■ Exercise brief
Below is a listing; copy all of it exactly.

■ Data for this exercise
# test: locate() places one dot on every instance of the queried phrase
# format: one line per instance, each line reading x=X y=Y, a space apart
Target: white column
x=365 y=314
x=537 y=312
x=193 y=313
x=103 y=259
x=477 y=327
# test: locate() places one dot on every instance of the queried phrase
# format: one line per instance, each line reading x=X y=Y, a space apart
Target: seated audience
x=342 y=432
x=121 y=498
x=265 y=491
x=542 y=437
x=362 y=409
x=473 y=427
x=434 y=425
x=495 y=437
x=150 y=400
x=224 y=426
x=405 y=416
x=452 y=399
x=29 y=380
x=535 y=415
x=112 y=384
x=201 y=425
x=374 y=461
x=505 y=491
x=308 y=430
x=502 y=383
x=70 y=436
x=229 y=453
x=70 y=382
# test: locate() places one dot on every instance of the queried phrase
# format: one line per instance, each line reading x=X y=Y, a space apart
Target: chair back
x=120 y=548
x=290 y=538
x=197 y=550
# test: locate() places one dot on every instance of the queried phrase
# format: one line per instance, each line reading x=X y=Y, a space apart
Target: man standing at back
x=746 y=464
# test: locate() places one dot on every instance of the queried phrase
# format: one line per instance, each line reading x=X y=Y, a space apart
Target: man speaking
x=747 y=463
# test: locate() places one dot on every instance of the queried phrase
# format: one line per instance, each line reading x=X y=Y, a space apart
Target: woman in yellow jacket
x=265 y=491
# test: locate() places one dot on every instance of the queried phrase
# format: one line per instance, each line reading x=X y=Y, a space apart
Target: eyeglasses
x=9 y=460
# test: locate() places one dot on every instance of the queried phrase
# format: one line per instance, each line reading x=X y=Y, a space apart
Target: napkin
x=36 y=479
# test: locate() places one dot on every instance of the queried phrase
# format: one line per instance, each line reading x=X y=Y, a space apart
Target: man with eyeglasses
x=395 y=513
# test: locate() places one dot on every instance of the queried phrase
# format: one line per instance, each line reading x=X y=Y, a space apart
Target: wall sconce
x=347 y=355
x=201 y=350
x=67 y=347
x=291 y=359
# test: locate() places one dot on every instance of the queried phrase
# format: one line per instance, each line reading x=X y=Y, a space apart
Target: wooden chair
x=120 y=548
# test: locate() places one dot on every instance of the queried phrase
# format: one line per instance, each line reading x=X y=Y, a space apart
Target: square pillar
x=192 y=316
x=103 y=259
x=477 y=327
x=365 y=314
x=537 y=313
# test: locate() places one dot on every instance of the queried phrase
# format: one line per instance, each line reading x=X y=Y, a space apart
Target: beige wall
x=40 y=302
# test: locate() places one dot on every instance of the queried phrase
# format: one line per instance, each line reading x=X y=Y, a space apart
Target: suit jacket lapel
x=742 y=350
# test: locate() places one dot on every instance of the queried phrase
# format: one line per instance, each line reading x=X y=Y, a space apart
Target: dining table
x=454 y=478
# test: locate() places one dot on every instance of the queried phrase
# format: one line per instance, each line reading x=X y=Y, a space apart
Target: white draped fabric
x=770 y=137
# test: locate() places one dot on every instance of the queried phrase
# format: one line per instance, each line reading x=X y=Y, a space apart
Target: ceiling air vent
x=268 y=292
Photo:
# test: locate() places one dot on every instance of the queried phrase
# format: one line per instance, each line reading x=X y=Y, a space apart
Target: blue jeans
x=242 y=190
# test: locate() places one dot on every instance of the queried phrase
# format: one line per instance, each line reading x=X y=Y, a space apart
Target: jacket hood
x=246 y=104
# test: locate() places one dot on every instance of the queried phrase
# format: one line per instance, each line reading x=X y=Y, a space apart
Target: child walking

■ Task result
# test: locate() places one dot on every instance of the queried phrase
# format: one line per instance, each line reading x=X y=Y, a space apart
Target: white column
x=365 y=314
x=537 y=312
x=193 y=313
x=103 y=259
x=477 y=327
# test: locate() places one dot on every instance of the queried phrase
# format: one line per instance, each line reading x=X y=Y, a space apart
Target: seated audience
x=342 y=432
x=121 y=498
x=265 y=491
x=542 y=437
x=362 y=409
x=473 y=427
x=434 y=425
x=495 y=437
x=150 y=400
x=224 y=426
x=405 y=416
x=452 y=399
x=29 y=380
x=535 y=415
x=112 y=384
x=201 y=425
x=374 y=461
x=505 y=491
x=308 y=430
x=502 y=383
x=70 y=436
x=229 y=453
x=70 y=382
# test: locate() places one dot on every instance of the queried phrase
# format: one line per instance, each line reading x=X y=Y, a space apart
Target: chair back
x=120 y=548
x=290 y=538
x=197 y=550
# test: locate() places one dot on every instance of the queried phrase
# format: one line per instance, each line reading x=X y=Y, a space apart
Target: man standing at back
x=746 y=464
# test: locate() places one dot on every instance of the queried phrase
# format: one line per instance, each line reading x=X y=Y, a space apart
Target: man speaking
x=747 y=463
# test: locate() places one dot on every instance of the queried phrase
# format: one line per instance, each line reading x=X y=Y, a space apart
Target: woman in yellow jacket
x=265 y=491
# test: locate() places one dot on every instance of the queried phrase
# format: one line per instance, each line reading x=X y=Y, a space apart
Target: eyeglasses
x=9 y=460
# test: locate() places one dot on every instance of the queried phrase
# format: one line per instance, each line reading x=X y=Y, a space apart
Target: napkin
x=36 y=479
# test: locate() places one dot on every instance of the queried phrase
# format: one line per instance, each line reading x=X y=Y, a space apart
Target: man with eyeglasses
x=395 y=513
# test: locate() places one dot on every instance of the queried phrase
# format: one line per instance, each line reading x=X y=Y, a space apart
Target: wall sconce
x=347 y=355
x=201 y=350
x=67 y=347
x=291 y=359
# test: locate() places one dot on every instance of the queried phrase
# format: one line per instance, each line reading x=X y=Y, a space apart
Target: wooden chair
x=120 y=548
# test: locate() places one dot on every instance of the queried phrase
# format: one line per instance, each line reading x=X y=Y, a space apart
Target: square pillar
x=192 y=316
x=103 y=259
x=477 y=327
x=365 y=314
x=537 y=313
# test: locate() places one dot on every instance of the queried phrase
# format: one line per instance, each line reading x=X y=Y, a space apart
Target: beige wall
x=40 y=302
# test: locate() places one dot on every instance of the queried phrase
# format: one line per instance, each line reading x=X y=Y, a space apart
Target: suit jacket lapel
x=742 y=350
# test: locate() places one dot on every instance of the queried phrase
# format: one line per instance, each line reading x=X y=Y, a space apart
Target: dining table
x=454 y=478
# test: locate() places one dot on every instance of the queried phrase
# format: one line per instance, each line reading x=X y=Y, a space apart
Target: white draped fabric
x=770 y=137
# test: locate() places one dot on every instance of the queried phrase
# format: one line per instance, each line reading x=X y=Y, a space apart
Target: ceiling air vent
x=268 y=292
Photo:
# test: locate() places one dot on every instance of the queried phrase
# format: one line per instance, each line reading x=X y=Y, a space apart
Target: blue jeans
x=242 y=190
# test: locate() places one dot on every instance of the queried phrase
# format: one line per instance, each line reading x=X y=Y, a space apart
Target: jacket hood
x=246 y=104
# test: locate() places one dot on every instance of the queried phrase
# format: one line per instance, each line reading x=X y=Y, a space apart
Target: child walking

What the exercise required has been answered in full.